*Supplied passage*.
Plutonium pits and command and control are the top nuclear priorities for Rep. Adam Smith (D-Wash.) in the next federal budget cycle, the head of the House Armed Services Committee said Friday.
The Biden administration has yet to roll out its fiscal year 2022 budget proposal, blaming the hold-up on an allegedly intractable Trump administration’s refusal to brief the Biden transmission team early and often, but has reportedly proposed flat defense spending.
Smith, who spoke publicly on a webcast hosted by the Washington-based Brookings Institution think tank, said he’s still up for debating “how large of a deterrent force do we need” in the coming spending debates, but that pits are an urgent priority for the civilian nuclear enterprise.
The National Nuclear Security Administration (NNSA) has “a significant problem in terms of making the nuclear pits that are necessary to build any nuclear weapons,” Smith said.
While the most recent National Defense Authorization Act (NDAA) produced by the Smith-led House Armed Services Committee authorized the requested $20 billion or so in spending the NNSA sought for the current fiscal year, the NDAA before that, the first Smith was in charge of after Democrats won back the House in 2018, called for big cuts to an intercontinental ballistic missile force replenishment that is driving the military’s demand for plutonium pits for this decade and into the next.

*Work order*.
Copy the whole passage on Rep. Adam Smith's nuclear budget priorities exactly, word for word.

*Listed entries*.
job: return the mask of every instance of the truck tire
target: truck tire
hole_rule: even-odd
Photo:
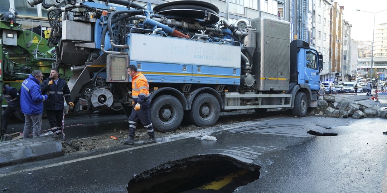
[[[183,105],[172,95],[162,95],[153,99],[150,112],[152,124],[162,132],[174,130],[183,120]]]
[[[267,108],[254,108],[254,110],[258,114],[263,114],[267,111]]]
[[[190,119],[198,127],[214,125],[219,118],[220,105],[214,95],[208,93],[197,96],[188,111]]]
[[[297,93],[294,100],[294,107],[291,112],[294,116],[303,117],[308,111],[308,99],[307,95],[302,92]]]

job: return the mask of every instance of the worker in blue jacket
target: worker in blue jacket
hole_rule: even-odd
[[[48,95],[48,98],[43,103],[50,127],[53,132],[60,135],[63,129],[62,121],[65,100],[68,105],[74,107],[68,86],[66,81],[59,77],[59,69],[54,68],[51,69],[50,78],[43,81],[41,88],[42,92]]]
[[[24,114],[26,122],[23,130],[23,139],[29,138],[29,133],[33,127],[33,137],[40,135],[43,101],[47,99],[48,97],[47,95],[42,95],[40,90],[39,83],[43,79],[42,72],[35,70],[22,83],[20,105],[22,112]]]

*Worked solution*.
Plutonium pits and command and control are the top nuclear priorities for Rep. Adam Smith (D-Wash.) in the next federal budget cycle, the head of the House Armed Services Committee said Friday.
The Biden administration has yet to roll out its fiscal year 2022 budget proposal, blaming the hold-up on an allegedly intractable Trump administration’s refusal to brief the Biden transmission team early and often, but has reportedly proposed flat defense spending.
Smith, who spoke publicly on a webcast hosted by the Washington-based Brookings Institution think tank, said he’s still up for debating “how large of a deterrent force do we need” in the coming spending debates, but that pits are an urgent priority for the civilian nuclear enterprise.
The National Nuclear Security Administration (NNSA) has “a significant problem in terms of making the nuclear pits that are necessary to build any nuclear weapons,” Smith said.
While the most recent National Defense Authorization Act (NDAA) produced by the Smith-led House Armed Services Committee authorized the requested $20 billion or so in spending the NNSA sought for the current fiscal year, the NDAA before that, the first Smith was in charge of after Democrats won back the House in 2018, called for big cuts to an intercontinental ballistic missile force replenishment that is driving the military’s demand for plutonium pits for this decade and into the next.